● Short problem
Repeat each of the items below word for word, leaving out the pictures.

● Extracted entries
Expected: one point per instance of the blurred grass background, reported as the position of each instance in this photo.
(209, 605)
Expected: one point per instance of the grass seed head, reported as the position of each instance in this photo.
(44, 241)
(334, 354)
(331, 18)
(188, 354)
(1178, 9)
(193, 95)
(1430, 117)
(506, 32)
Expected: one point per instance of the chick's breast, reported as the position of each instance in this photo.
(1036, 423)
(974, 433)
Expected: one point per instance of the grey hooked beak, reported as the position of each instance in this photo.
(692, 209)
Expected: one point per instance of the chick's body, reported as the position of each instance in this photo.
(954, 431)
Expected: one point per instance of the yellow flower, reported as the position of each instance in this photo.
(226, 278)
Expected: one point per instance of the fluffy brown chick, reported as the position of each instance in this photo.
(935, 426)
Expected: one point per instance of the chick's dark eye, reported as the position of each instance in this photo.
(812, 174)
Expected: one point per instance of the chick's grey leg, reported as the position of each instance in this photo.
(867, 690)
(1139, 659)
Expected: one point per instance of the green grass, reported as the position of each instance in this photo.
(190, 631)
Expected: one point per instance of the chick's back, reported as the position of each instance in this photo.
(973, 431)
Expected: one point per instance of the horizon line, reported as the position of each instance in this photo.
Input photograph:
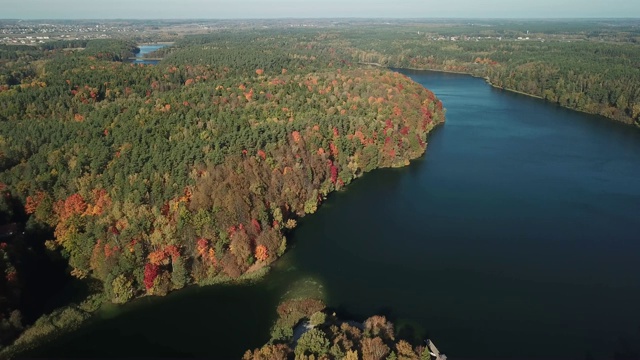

● Response
Expected: one point per instance of the blurred grass background, reported as the position of each instance in this photo.
(209, 605)
Expected: one point per instance of the grass seed head, reported as the position of each instance in this photo.
(44, 241)
(334, 354)
(331, 18)
(188, 354)
(1178, 9)
(193, 95)
(1430, 117)
(506, 32)
Expected: one point per instance of the chick's breast, reported as the position of each instance in this photo.
(1036, 423)
(974, 433)
Expected: one point per instance of the grey hooked beak, reported as the position of each instance in this photo.
(692, 209)
Expected: one point per instance of the chick's body, reported as the position of each instance in this photo.
(954, 431)
Expected: one point per instance of the yellow flower, reported as the position of each instance in this photo.
(226, 278)
Expected: one point per instance of the fluffy brown chick, reported as the position of each instance in this photo.
(935, 426)
Expected: one point per instance of the chick's dark eye, reported as the position of each instance in this photo.
(812, 174)
Expected: one point per instance of the chick's grey leg, reported as the position of each instance in this photo.
(867, 690)
(1139, 659)
Expected: one point per instance of the green grass, reported as the position of each instance in this photo.
(190, 631)
Expected: one point per instance of the chick's back, reported as the position of each instance in this photo.
(973, 431)
Expected: one point per instance of the horizon line, reported as the position of each instance in this photo.
Input photograph:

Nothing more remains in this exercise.